(Location identification items)

╔══

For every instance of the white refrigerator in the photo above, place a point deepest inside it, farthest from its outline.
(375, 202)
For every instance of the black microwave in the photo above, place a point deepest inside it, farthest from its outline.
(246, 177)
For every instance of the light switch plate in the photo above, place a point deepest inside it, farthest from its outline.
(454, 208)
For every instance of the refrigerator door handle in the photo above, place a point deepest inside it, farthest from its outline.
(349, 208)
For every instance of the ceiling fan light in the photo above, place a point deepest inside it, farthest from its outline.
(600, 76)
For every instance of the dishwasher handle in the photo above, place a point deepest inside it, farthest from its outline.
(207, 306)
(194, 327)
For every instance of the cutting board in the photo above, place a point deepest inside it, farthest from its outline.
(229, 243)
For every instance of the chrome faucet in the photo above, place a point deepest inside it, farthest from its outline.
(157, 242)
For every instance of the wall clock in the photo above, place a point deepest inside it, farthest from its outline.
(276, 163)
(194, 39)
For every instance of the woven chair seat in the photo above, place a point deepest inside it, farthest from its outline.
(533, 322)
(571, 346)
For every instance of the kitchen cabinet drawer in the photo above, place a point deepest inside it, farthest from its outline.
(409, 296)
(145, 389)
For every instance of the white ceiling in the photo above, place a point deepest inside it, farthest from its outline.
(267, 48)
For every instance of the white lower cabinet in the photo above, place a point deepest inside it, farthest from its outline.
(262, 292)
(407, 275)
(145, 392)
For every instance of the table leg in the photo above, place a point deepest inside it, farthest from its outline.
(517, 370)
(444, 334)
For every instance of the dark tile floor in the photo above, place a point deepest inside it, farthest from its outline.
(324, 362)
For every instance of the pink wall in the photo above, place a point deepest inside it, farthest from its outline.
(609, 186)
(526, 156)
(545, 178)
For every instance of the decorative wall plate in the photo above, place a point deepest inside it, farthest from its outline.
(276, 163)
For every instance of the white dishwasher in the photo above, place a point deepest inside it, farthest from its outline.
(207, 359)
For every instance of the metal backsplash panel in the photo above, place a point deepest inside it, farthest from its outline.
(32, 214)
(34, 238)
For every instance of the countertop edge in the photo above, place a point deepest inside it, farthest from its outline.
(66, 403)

╚══

Short task: Arrange the part of the records above that opens with the line containing "For every instance of the dark" and closes with the last line of the records as a Markdown table with the columns Number and Entry. Give each line its own numbered row and leave out blank lines.

Response for this exercise:
| Number | Entry |
|---|---|
| 1 | For every instance of the dark tile floor in the photo above, place a point deepest inside it, farthest from its outline. |
| 2 | (324, 362) |
| 3 | For every instance of the pink wall in the photo above, place a point deepest inside it, farthest from its outline. |
| 4 | (609, 186) |
| 5 | (526, 156) |
| 6 | (545, 178) |
| 7 | For every instance of the decorative wall plate in the photo above, place a point deepest inside it, farthest from its outline. |
| 8 | (276, 163) |
| 9 | For every instance of the white dishwasher in the photo above, place a point deepest inside it, farthest from its outline. |
| 10 | (207, 359) |
| 11 | For every instance of the metal backsplash panel in the photo above, place a point deepest inside it, farthest from its outline. |
| 12 | (32, 214) |
| 13 | (34, 238) |
| 14 | For every instance of the countertop edge in the photo above, place a point deepest inside it, farthest from its outline. |
| 15 | (66, 403) |